-- start Material to process --

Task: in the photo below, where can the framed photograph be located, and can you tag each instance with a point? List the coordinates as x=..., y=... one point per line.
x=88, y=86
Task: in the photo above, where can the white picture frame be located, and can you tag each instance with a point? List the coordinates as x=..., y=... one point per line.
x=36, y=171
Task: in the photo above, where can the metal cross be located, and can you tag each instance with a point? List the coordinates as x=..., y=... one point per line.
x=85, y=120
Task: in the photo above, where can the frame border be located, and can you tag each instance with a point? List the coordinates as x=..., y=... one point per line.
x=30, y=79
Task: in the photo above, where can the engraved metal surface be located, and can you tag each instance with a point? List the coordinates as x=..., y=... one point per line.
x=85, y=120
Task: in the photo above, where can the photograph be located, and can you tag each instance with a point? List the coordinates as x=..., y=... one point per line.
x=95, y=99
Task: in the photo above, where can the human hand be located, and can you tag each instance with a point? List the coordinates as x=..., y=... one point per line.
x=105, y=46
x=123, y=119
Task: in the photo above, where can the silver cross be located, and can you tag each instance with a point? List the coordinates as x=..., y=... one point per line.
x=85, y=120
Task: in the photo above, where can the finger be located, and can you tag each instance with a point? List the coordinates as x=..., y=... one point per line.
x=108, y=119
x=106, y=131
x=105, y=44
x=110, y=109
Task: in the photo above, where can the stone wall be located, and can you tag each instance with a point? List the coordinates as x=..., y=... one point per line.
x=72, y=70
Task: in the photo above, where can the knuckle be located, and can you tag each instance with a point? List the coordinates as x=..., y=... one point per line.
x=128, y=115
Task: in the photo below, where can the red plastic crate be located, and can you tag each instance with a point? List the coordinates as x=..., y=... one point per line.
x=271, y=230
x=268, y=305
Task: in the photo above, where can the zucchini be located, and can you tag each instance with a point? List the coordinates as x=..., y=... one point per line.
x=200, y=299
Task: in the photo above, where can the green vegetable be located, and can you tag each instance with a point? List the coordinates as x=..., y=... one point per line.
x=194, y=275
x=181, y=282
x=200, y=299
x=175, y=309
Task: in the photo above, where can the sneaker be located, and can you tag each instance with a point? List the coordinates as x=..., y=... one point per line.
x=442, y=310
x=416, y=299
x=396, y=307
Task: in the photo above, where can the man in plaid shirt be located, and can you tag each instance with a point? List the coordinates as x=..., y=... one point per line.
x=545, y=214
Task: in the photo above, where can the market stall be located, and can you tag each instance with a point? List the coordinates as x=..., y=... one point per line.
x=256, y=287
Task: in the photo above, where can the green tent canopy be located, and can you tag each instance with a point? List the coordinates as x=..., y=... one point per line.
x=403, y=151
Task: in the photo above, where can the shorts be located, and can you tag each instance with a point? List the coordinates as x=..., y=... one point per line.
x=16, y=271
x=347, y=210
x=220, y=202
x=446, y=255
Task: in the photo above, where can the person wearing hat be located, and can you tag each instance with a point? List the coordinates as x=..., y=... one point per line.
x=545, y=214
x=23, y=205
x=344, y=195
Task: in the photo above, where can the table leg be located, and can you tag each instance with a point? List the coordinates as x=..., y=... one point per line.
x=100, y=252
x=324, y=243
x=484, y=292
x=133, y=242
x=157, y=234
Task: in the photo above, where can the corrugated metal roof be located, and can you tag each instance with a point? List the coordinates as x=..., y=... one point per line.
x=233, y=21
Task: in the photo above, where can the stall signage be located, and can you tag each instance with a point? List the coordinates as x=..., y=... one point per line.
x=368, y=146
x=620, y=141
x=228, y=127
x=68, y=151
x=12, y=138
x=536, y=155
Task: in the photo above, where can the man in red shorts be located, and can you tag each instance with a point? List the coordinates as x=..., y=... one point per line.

-- end Material to process --

→ **Exercise goal**: Scale the rows from the line with "Task: in the photo above, where can the zucchini" up to and including the line with "x=446, y=255", requests included. Multiply every x and y coordinate in the answers by 1.6, round to whole numbers with halves going up, leave the requests unchanged, and give only those lines.

→ **Response**:
Task: in the photo above, where can the zucchini be located, and can you tag each instance with a point? List the coordinates as x=..., y=... one point per line.
x=320, y=478
Task: in the photo above, where can the green vegetable be located, and can you tag each instance with a point? List the coordinates as x=..., y=... one point per line.
x=310, y=440
x=290, y=451
x=320, y=478
x=280, y=494
Task: in the photo above, where can the sneaker be located, and can you tag each instance with a point? List the coordinates as x=..., y=... one point per line.
x=707, y=496
x=666, y=478
x=634, y=491
Task: in the photo above, where can the man in plaid shirt be located, and can you tag each instance with a point? List the coordinates as x=..., y=... one point per line.
x=872, y=342
Task: in the photo above, where can the market stall be located, and can you tag each instance with a point? List the coordinates as x=..., y=... one point per line.
x=410, y=459
Task: in the photo above, where can the green tent canopy be located, and can you tag each instance with a point? List the coordinates as x=..., y=... one point per line.
x=645, y=242
Task: in the photo above, where can the shorts be located, and can you tag each instance with a point? List the coordinates as x=..., y=... one point per line.
x=26, y=434
x=555, y=336
x=352, y=323
x=714, y=408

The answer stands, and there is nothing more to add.